---------- Document segment ----------
Cape Canaveral - June 30, 2001
A Boeing Delta II rocket successfully launched NASA's Microwave Anisotropy Probe (MAP) into space today on a quest for the origins of the universe.

Liftoff occurred at 3:46 p.m. EDT from Space Launch Complex 17B. Approximately one hour and 26 minutes later, the Boeing Delta II deployed the MAP spacecraft.

"Our job is to give MAP a safe ride into space," said Joy Bryant, director of NASA Expendable Launch Programs for Boeing. "The launch is a highly crucial part of the mission and we have put enormous time and effort into ensuring its success. Today all of that hard work paid off."

The MAP mission is managed by NASA's Goddard Space Flight Center in Greenbelt, Md. and was built in partnership with Princeton University in Princeton, NJ.

The mission's goal is to determine the history, content, shape, and fate of the universe. Since light from distant stars can take millions of years to reach earth, the pictures that MAP takes will represent the universe from just after the time of the Big Bang.

"We're getting a snapshot of what the universe looked like 300,000 years after the Big Bang," said Princeton astrophysicist David Spergel, a project scientist.

That's a long time ago, considering that the universe is thought to be somewhere around 14 billion years old. It's the equivalent of looking into the eyes of an 80-year-old man and seeing what he looked like 15 hours after birth.

The message scientists will take from this report is expected to answer some of the most fundamental and longstanding questions in cosmology, such as the age of the universe, what it is made of and how fast it is expanding.

To do so, the satellite, called MAP, or Microwave Anisotropy Probe, will measure exceedingly small variations -- anisotropies -- in the nearly uniform flow of background radiation.

Reading the spacing of these ripples will tell scientists how long it has been since they began spreading out, like waves from a rock thrown into a pool, and thus how long it has been since the Big Bang.

The pursuit of this information will take MAP far from home. The rocket leaving Cape Canaveral will carry the satellite not into a conventional orbit around Earth, but to a spot a million miles away where it will orbit the sun.

This destination, called the Lagrange point No. 2, is unique in that the combined gravity of the Earth and sun will keep the satellite in lockstep with the Earth, always forming a straight line from sun to Earth to satellite.

This vantage point, unoccupied by any other satellite, is relatively free of radiation and other interference. "It's a nice quiet place to be," said Spergel.
----------
> _Problems and tasks_:
- a) State how many lines of the listing contain the string "windshield", treating uppercase and lowercase as different, and give only the number.
- b) Resume the article about the MAP launch, picking up after its final sentence.
The listing that comes next has no connection to the article about the MAP launch.
---------- The data ----------
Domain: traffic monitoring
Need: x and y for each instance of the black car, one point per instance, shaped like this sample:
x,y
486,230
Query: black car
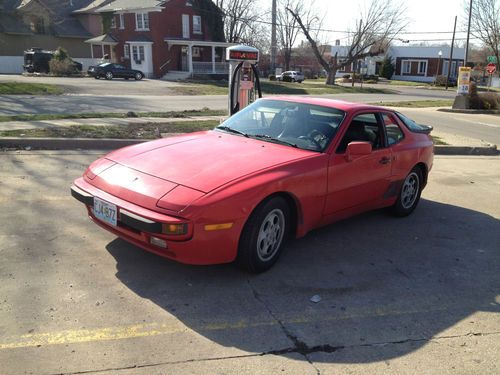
x,y
112,70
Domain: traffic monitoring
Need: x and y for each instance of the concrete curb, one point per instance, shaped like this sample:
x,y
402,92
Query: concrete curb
x,y
67,143
471,111
112,144
465,150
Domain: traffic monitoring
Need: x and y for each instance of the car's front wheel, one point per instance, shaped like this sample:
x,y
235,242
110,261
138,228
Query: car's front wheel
x,y
410,192
264,234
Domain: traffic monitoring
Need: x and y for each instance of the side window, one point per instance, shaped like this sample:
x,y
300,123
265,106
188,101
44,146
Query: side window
x,y
394,133
363,128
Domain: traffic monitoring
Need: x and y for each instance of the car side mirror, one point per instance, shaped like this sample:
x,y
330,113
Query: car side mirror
x,y
356,149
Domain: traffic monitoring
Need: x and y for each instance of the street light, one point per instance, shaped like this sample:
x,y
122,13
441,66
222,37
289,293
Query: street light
x,y
440,53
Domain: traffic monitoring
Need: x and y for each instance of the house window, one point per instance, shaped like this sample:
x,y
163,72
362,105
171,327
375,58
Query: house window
x,y
37,25
138,53
406,67
197,24
142,21
422,67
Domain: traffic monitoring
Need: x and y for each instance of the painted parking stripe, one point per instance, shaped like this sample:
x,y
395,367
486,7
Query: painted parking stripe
x,y
155,329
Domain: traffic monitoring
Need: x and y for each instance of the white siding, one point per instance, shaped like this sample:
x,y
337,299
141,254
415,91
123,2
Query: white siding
x,y
11,64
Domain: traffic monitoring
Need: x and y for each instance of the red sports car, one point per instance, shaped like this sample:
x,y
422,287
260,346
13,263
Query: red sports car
x,y
277,169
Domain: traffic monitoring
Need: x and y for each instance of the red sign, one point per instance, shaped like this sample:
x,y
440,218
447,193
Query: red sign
x,y
491,68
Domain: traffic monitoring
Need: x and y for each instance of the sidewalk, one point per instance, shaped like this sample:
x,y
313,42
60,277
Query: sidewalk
x,y
455,145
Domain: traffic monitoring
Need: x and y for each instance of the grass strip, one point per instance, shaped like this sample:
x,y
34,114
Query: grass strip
x,y
274,87
63,116
23,88
130,131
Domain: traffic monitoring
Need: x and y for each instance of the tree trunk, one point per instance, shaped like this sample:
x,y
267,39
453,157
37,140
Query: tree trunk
x,y
330,78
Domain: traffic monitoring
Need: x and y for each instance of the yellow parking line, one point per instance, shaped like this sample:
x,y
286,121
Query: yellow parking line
x,y
155,329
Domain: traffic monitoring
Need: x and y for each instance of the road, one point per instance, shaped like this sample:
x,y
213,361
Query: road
x,y
478,126
397,295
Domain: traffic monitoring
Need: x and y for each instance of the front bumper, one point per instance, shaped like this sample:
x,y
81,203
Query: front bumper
x,y
137,225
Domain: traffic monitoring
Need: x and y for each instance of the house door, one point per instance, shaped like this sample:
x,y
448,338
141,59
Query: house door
x,y
141,58
184,65
185,26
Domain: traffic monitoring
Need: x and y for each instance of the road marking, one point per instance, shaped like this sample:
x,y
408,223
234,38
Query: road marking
x,y
156,329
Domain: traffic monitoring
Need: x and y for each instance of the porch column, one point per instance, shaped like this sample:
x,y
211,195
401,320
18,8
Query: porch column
x,y
190,58
213,59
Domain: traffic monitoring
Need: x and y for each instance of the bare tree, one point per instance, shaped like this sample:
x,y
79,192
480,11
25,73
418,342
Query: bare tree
x,y
485,23
376,27
240,20
288,27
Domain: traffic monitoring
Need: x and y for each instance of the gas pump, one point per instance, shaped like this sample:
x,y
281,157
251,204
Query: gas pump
x,y
244,81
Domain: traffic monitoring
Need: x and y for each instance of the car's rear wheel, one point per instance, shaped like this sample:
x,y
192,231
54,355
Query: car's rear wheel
x,y
264,234
410,192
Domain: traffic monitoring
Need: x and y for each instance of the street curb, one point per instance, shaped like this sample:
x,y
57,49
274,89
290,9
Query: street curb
x,y
67,143
471,111
465,150
112,144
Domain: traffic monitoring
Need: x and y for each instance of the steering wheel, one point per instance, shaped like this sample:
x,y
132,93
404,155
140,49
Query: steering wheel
x,y
313,136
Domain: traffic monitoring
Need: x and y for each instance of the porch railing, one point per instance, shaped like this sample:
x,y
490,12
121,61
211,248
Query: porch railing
x,y
209,68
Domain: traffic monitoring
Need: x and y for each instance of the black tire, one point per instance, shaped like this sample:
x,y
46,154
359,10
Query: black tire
x,y
264,235
409,194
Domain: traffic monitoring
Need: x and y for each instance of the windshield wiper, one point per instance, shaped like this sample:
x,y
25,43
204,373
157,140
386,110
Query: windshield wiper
x,y
231,130
275,140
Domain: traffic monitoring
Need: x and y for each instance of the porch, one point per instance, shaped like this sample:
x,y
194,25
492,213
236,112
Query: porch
x,y
191,48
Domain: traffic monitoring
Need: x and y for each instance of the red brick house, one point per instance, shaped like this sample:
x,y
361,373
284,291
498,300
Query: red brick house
x,y
157,37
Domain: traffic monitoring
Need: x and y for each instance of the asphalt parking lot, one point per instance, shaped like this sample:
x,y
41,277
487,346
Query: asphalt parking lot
x,y
413,295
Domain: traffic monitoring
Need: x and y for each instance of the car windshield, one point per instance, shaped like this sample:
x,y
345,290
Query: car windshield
x,y
301,125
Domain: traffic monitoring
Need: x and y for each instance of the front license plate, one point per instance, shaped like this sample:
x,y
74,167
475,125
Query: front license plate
x,y
105,211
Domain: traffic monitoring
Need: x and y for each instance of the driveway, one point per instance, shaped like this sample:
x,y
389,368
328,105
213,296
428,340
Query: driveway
x,y
413,295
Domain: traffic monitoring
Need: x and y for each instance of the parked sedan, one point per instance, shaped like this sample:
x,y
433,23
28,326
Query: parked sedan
x,y
279,168
291,76
112,70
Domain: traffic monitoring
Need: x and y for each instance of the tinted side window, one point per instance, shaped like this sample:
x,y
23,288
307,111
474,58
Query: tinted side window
x,y
394,133
363,128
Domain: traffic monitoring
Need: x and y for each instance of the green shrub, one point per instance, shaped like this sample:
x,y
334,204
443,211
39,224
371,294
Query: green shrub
x,y
387,68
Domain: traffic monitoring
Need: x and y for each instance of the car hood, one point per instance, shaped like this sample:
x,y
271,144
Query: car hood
x,y
205,161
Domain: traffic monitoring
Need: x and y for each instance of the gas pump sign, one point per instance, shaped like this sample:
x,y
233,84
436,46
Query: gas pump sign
x,y
242,55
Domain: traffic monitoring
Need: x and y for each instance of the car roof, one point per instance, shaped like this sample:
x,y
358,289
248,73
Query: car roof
----------
> _Responses by task_:
- a) 4

- b)
The probe will take three months to reach the Lagrange point and six months to collect data. The first analysis should be available near the end of 2002. The launch is set for 3:46:46 p.m. on June 30 at Cape Canaveral, but the possible launch "window" extends to July 5 in the event of problems or bad weather.

The quest to measure cosmic background radiation is a long-time pursuit at Princeton. Bell Labs scientists Arno Penzias and Robert Wilson won the Nobel Prize for discovering the radiation in 1965, but Princeton physicist David Wilkinson, using a device atop Guyot Hall, made a nearly simultaneous observation that confirmed the Penzias-Wilson discovery.

Wilkinson has been a leader in studying the microwave background, developing many probes that have established increasingly accurate measurements.

He was one of the principal scientists behind MAP's predecessor, called COBE, which confirmed the presence of anisotropies in the radiation. MAP will have 30 times the resolution of COBE, with 20 individual measuring devices compared to COBE's six.

The MAP project began in 1996 when NASA accepted a proposal for the satellite to be built in a partnership between NASA Goddard Space Flight Center in Greenbelt, Md. and Princeton University.

The team includes colleagues from Goddard, the University of Chicago, University of California-Los Angeles, the University of British Columbia and Brown University. The groups worked closely on the design and construction of the probe. NASA has spent $145 million on the project.

Highly skilled machinists in the University's physics department machine shop crafted part of the sensitive measuring device here in Princeton. The whole assemblage will be launched into space on a Boeing Delta II rocket.

The instrument has gone through extensive testing at Goddard, including the simulation of the extremely cold conditions of space and the tremendous vibration of a rocket launch. Final tests are continuing, even as the satellite moves to the launch pad in Florida. But with most of the work behind them, the Princeton scientists are thrilled and eager for a safe lift-off.

"It's fantastic," said Princeton physicist Lyman Page. "We're getting very excited now."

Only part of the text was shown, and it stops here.